(Beginning of Source passage)

DECISION AND ORDER REVERSING COMMISSIONER’S DECISION
This is an action for judicial review of the final decision of the Commissioner of Social
Security denying Plaintiff Bruce Ferris’ application for a period of disability and disability insurance
benefits under Title II of the Social Security Act.
Ferris challenges the decision by the
Administrative Law Judge (ALJ) denying him benefits because the ALJ failed to follow Social
Security Administration (SSA) rulings and regulations. For the reasons stated in this opinion, the
Commissioner’s decision will be reversed and remanded for further proceedings.
BACKGROUND
On October 12, 2012, Ferris, age 59 at the time, completed an application for disability and
disability insurance benefits, alleging disability beginning December 3, 2011. He listed a crushed
elbow, neck problems, crushed L1 and L4 vertebrae, bulging discs, whiplash, fractured heel, right
shoulder rotator cuff surgery, bone spurs, a fractured hip, and arthritis in his fingers, shoulder, hip,
and left foot as conditions that limited his ability to work. R. 104. After the application was denied
initially and upon reconsideration, Ferris requested a hearing before an ALJ. ALJ Joseph G. Hajjar
conducted a hearing on May 27, 2016. Ferris, who was represented by counsel, and a vocational
expert (VE) testified. R. 51–103.

(End of Source passage)
(Beginning of Supplied data)

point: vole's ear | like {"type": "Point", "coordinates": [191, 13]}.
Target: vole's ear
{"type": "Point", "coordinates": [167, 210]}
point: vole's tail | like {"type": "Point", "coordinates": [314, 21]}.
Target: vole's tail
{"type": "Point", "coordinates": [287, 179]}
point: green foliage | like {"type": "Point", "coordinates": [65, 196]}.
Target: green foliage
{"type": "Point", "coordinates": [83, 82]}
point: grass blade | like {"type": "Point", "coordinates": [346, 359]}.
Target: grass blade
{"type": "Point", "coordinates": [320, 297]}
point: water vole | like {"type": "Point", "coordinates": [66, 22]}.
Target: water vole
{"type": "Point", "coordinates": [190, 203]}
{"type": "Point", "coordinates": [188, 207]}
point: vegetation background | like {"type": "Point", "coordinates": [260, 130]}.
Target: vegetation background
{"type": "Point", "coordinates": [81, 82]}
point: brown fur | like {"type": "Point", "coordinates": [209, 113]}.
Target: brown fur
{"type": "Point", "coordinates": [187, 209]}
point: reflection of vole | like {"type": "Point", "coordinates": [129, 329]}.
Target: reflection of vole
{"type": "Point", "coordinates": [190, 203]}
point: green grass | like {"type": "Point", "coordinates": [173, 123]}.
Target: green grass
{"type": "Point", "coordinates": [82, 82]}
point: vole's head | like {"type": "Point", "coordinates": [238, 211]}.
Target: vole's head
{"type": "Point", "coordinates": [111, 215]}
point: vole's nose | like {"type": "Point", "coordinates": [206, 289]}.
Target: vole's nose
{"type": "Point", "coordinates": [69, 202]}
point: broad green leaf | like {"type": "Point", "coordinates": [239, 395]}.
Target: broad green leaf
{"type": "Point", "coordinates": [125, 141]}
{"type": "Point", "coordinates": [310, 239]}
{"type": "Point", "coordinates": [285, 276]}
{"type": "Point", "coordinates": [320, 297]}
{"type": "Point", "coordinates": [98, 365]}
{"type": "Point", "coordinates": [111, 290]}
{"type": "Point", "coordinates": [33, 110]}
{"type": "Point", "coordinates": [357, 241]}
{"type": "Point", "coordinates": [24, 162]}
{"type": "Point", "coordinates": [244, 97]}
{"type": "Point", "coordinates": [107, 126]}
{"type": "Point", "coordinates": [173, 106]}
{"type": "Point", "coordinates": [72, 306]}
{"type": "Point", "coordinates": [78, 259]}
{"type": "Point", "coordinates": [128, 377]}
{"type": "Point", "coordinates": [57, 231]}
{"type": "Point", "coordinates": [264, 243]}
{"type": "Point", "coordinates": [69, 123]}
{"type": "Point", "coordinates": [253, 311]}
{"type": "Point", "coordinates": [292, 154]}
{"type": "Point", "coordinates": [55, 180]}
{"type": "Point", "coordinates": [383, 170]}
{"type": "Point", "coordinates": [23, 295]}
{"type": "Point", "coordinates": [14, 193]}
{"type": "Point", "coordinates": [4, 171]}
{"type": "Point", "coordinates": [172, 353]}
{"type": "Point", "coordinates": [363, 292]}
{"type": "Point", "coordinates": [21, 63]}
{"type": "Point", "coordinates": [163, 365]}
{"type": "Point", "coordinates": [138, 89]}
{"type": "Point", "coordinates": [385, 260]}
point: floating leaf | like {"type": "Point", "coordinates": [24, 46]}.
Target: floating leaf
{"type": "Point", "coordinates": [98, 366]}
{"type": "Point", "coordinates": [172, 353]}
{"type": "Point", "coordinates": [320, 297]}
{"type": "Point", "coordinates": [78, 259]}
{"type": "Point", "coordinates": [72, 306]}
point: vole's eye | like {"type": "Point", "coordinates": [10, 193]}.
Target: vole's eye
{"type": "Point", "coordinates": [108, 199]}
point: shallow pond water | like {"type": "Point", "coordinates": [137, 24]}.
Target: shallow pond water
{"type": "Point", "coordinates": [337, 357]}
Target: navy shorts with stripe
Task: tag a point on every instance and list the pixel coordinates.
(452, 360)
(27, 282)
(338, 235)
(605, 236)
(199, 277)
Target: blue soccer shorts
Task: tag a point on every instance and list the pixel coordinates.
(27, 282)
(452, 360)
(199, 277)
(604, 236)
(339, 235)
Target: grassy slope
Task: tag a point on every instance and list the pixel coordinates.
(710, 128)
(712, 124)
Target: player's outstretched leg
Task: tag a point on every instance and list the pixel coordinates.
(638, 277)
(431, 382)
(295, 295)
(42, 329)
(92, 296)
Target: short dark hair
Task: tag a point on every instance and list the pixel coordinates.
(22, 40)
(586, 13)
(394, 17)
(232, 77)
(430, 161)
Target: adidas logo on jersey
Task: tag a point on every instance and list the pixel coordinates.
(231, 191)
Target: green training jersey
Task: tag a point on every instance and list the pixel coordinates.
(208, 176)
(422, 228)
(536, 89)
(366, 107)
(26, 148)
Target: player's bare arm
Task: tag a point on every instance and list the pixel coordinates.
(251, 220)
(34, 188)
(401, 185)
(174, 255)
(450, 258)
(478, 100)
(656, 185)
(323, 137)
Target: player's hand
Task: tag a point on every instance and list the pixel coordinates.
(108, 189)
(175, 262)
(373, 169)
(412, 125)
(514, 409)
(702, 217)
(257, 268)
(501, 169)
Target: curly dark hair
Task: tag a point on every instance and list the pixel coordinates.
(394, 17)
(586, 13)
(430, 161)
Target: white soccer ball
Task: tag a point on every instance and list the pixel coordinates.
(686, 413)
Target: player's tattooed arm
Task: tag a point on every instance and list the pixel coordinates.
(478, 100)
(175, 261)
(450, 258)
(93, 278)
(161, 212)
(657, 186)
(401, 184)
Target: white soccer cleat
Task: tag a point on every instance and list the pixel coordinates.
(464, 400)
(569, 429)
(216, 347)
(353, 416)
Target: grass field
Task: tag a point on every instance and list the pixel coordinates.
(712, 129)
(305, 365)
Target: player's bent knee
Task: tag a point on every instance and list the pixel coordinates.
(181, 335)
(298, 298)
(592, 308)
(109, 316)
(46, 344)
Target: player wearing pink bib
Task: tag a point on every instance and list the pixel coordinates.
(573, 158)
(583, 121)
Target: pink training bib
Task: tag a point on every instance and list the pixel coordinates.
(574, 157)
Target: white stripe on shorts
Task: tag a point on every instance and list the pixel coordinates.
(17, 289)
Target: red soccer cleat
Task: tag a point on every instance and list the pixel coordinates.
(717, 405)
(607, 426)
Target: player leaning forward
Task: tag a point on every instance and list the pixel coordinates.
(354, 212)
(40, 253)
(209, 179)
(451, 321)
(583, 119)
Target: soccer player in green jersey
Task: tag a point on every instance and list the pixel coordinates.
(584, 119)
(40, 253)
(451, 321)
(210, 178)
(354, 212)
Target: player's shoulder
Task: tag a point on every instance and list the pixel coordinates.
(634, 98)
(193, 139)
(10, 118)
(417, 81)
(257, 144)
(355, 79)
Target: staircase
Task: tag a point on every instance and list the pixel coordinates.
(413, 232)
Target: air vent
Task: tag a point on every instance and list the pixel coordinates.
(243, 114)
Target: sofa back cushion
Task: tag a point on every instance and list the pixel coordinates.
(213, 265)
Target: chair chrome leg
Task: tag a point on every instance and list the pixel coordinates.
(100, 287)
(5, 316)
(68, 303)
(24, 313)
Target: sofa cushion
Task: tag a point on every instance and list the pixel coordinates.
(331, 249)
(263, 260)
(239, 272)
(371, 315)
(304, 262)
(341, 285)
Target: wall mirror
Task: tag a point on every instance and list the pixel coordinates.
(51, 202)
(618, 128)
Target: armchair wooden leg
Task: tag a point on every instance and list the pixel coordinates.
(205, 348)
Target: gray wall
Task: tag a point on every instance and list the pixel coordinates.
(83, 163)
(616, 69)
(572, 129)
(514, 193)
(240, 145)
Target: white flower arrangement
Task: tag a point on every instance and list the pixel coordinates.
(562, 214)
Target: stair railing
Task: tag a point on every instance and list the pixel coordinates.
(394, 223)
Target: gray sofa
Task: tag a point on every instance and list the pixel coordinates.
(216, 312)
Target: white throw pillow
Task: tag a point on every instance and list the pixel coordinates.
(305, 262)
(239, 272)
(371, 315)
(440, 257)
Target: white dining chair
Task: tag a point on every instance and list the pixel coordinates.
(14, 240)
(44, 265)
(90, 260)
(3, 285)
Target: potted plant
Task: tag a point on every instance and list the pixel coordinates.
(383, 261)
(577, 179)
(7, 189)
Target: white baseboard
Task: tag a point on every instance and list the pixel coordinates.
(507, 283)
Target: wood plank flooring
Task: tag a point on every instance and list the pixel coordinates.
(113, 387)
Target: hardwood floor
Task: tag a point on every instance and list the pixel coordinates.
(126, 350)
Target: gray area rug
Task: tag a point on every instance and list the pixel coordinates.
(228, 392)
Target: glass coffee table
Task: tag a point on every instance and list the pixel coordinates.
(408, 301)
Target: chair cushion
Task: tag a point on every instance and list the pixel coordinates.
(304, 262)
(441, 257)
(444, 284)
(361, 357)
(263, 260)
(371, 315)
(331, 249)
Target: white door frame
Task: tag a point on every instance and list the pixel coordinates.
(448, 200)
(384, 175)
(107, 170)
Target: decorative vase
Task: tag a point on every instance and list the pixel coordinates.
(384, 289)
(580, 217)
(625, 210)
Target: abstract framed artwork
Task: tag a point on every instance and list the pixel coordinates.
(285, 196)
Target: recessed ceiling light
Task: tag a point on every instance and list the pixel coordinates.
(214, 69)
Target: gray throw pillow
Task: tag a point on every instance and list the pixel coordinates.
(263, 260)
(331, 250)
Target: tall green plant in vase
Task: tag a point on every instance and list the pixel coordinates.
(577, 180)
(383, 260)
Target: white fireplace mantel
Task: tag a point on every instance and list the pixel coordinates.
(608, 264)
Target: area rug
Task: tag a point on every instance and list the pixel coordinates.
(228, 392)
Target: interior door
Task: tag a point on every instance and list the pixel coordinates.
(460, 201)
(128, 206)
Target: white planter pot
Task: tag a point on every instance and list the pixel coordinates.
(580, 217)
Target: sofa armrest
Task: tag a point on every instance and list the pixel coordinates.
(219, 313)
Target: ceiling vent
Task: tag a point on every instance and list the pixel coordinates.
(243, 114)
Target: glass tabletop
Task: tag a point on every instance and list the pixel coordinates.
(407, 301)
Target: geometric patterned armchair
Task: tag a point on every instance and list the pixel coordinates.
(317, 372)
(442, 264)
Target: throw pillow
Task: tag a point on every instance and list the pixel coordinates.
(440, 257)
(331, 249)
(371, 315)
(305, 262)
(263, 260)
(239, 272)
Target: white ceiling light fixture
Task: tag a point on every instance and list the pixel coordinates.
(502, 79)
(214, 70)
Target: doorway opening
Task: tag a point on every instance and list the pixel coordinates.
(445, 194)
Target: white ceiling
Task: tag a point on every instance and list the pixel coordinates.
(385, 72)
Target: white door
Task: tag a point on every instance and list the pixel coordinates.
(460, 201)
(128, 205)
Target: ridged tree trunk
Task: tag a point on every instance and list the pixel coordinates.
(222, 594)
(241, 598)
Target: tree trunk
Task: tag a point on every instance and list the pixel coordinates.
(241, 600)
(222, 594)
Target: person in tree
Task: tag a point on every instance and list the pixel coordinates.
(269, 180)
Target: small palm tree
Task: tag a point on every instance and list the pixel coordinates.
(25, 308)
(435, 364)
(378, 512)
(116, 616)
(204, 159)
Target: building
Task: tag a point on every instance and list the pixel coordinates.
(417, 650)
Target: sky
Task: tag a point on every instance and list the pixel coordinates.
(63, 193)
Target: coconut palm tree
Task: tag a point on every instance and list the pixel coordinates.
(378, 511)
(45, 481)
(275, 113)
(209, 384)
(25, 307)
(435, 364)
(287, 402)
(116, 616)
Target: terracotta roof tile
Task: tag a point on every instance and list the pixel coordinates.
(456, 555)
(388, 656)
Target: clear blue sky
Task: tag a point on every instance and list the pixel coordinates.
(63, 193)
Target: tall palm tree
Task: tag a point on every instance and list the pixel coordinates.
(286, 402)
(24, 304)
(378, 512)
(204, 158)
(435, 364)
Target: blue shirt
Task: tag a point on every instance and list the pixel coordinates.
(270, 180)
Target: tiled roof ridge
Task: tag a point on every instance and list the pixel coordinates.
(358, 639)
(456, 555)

(End of Supplied data)

Apply what you read:
a) Quote the court decision's passage that opens with the words containing "DECISION AND ORDER" and closes with "for further proceedings.".
b) What calendar dates does the court decision mention?
c) According to the court decision, how old was Ferris when he completed his application?
Work only from the court decision, not from the records.

Problem solutions:
a)
DECISION AND ORDER REVERSING COMMISSIONER’S DECISION
This is an action for judicial review of the final decision of the Commissioner of Social
Security denying Plaintiff Bruce Ferris’ application for a period of disability and disability insurance
benefits under Title II of the Social Security Act.
Ferris challenges the decision by the
Administrative Law Judge (ALJ) denying him benefits because the ALJ failed to follow Social
Security Administration (SSA) rulings and regulations. For the reasons stated in this opinion, the
Commissioner’s decision will be reversed and remanded for further proceedings.

b) October 12, 2012; December 3, 2011; May 27, 2016

c) 59